- _Testo fornito_:
##########

Luca Moscatelli, teologo esperto di missionarietà, al Convegno provinciale di ottobre 2016 “Quale Vangelo dalle nostre Missioni?”, ha tenuto una Lectio sul mandato missionario “Andate dunque e fate discepoli tutti i popoli…”. Ne presentiamo qui una sintesi

Saverio Orselli 

Non possiamo tacere

Missionarietà è la gioia di sentirci perdonati che ci invita all’incontro con gli altri 

di Luca Moscatelli
teologo e cultore di esegesi biblica

 Ce l’ha chiesto lui

Dopo il Concilio, ma in particolare dopo Evangelii Gaudium, non ci possono essere più dubbi: non si può essere Chiesa se non nella missione, nella evangelizzazione.

##########

- _Completa quanto segue_:
**1)** Indica se le affermazioni (a), (b) e (c) concordano con il testo sulla missionarietà. Rispondi sì o no a ciascuna e cita alla lettera le parole del testo che lo decidono.
(a) Luca Moscatelli è presentato come un teologo esperto di missionarietà.
(b) Il Convegno provinciale si è svolto nell'ottobre 2015.
(c) Dopo Evangelii Gaudium si può essere Chiesa anche al di fuori della missione.
**2)** Scrivi il seguito del testo sulla missionarietà a partire dalla sua ultima frase.

##########

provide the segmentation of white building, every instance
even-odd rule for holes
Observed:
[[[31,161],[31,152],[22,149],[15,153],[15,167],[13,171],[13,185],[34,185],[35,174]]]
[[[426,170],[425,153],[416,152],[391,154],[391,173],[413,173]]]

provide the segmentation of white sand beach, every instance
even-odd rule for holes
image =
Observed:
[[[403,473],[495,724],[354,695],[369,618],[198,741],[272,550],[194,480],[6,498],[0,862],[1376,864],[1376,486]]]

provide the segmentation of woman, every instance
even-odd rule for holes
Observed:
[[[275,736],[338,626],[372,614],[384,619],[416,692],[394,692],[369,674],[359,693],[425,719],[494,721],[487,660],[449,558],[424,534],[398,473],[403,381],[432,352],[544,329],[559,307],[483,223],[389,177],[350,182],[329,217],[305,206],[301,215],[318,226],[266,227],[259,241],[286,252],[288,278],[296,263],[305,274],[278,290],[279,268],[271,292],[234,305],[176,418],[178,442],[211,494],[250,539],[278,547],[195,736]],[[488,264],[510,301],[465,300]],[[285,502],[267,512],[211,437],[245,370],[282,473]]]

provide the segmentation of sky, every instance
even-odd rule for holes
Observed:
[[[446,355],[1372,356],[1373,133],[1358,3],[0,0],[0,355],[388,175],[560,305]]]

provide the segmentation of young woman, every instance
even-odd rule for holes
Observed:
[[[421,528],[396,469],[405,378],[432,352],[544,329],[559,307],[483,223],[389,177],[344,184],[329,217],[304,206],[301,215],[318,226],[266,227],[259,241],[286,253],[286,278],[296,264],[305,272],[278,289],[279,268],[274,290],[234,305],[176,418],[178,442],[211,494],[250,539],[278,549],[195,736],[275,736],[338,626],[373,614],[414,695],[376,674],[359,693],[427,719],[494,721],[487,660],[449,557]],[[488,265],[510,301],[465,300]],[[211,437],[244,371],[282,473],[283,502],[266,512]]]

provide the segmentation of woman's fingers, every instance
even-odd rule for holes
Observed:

##########

- _Soluzioni degli esercizi_:
**1)**
(a) Sì: «Luca Moscatelli, teologo esperto di missionarietà».
(b) No: «al Convegno provinciale di ottobre 2016».
(c) No: «non si può essere Chiesa se non nella missione, nella evangelizzazione.»

**2)**
E d’altra parte l’evangelizzazione, la missione non può che essere un atto ecclesiale, se è la missione di Gesù, secondo il suo cuore. Partiamo dal testo del mandato missionario che conclude il vangelo di Matteo (28,16-20): «Gli undici discepoli intanto andarono in Galilea, sul monte che Gesù aveva loro indicato. Quando lo videro, si prostrarono. Essi però dubitarono. Gesù si avvicinò e disse loro: “A me è stato dato ogni potere in cielo e sulla terra. Andate dunque e fate discepoli tutti i popoli, battezzandoli nel nome del Padre e del Figlio e dello Spirito Santo, insegnando loro a osservare tutto ciò che vi ho comandato. Ed ecco, io sono con voi tutti i giorni, fino alla fine del mondo”».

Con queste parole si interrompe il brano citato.